## [TEXTE FOURNI]
En France, la transition alimentaire peine à se financer

Alors que les projets se multiplient sur le terrain, les montants consacrés à la transition alimentaire restent anecdotiques par rapport à l'ensemble des financements perçus par le secteur. Du modèle économique aux manques de données structurées, les freins sont nombreux mais des solutions commencent à émerger.
Giulietta Gamberini
Pour changer d'échelle, deux conditions s'imposent: une meilleure concertation des acteurs et l'implication des ménages.
Pour changer d'échelle, deux conditions s'imposent: une meilleure concertation des acteurs et l'implication des ménages. (Crédits : Amr Dalsh)

L'enjeu est si crucial que l'exécutif en a fait l'un des volets phares du plan d'investissement France 2030 - qui mobilisera globalement 30 milliards d'euros publics pour développer l'autonomie productive de la France tout en réduisant son empreinte carbone. Deux milliards sont fléchés vers cette nouvelle "révolution alimentaire". Mais comment réellement financer la transition du secteur agroalimentaire vers des pratiques plus respectueuses de l'environnement ainsi que de la santé des consommateurs?

Déjà en cours depuis plusieurs années, cette transition est devenue une "évidence", une "réalité de terrain", a reconnu le ministre de l'Agriculture, Julien Denormandie, lors d'une conférence organisée le 14 octobre par le cabinet Deloitte.

Les surfaces agricoles converties au bio ont doublé dans l'Hexagone entre 2015 et en 2020, le nombre d'exploitations certifiées Haute Valeur Environnementale (HVE) a été multiplié par trois entre 2019 et 2020. Mais pour faire face à l'ampleur du défi climatique, pour répondre à la demande croissante d'aliments plus sains et mieux traçables, pour renforcer l'indépendance alimentaire de la France, il faut accélérer, changer d'échelle, conviennent pouvoirs publics et acteurs privés. Et cela va demander de plus en plus d'argent, que les 2 milliards d'euros de France Relance doivent contribuer à attirer.

Lire: Macron promet 2 milliards d'euros pour la nouvelle "révolution alimentaire"

## [DONNÉES FOURNIES]

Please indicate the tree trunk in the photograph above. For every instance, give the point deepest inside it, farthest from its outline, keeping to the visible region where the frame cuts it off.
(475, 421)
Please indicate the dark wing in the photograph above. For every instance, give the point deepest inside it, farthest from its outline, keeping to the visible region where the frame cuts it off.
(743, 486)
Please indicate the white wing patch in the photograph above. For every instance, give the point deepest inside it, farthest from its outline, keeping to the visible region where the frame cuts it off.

## [ÉNONCÉ DU PROBLÈME]
Prolongez le texte sur le financement de la transition alimentaire en France à partir de sa dernière ligne.

## [RÉPONSE ATTENDUE]
Des financements publics incompatibles avec un système durable

Aujourd'hui, plusieurs acteurs réservent de l'argent aux pratiques durables : de l'Union européenne via la Politique agricole commune (PAC) au gouvernement, des distributeurs aux agro-industriels, des banques aux fonds d'investissement, sans compter les acteurs publics et privés des territoires, voire les citoyens via des plateformes de crowdfunding, note Marie Georges, qui chez Deloitte anime le département dédié au développement durable.

Mais les montants consacrés à cette transition restent encore difficiles à déceler, et semblent en tous cas infimes par rapport à l'ensemble des financements perçus par la chaîne alimentaire française, montre une étude publiée le 14 octobre par l'Institute for Climate Economics (I4CE).

Les 26 milliards d'euros publics français qui ont soutenu en 2018 le secteur agroalimentaire - des subventions aux revenus et à l'investissement, et des exonérations de taxes et de cotisations - "sont trop largement attribuées selon des critères incompatibles avec l'émergence d'un système alimentaire durable", déplore l'étude.

"En particulier, les critères d'éligibilité des aides de la PAC sont en grande partie insuffisants - notamment les aides directes et paiements verts -, les règles encadrant les repas des cantines publiques ne correspondent pas à un régime durable, et l'usage de carburants fossiles bénéficie toujours d'exonérations de taxes", détaille I4CE.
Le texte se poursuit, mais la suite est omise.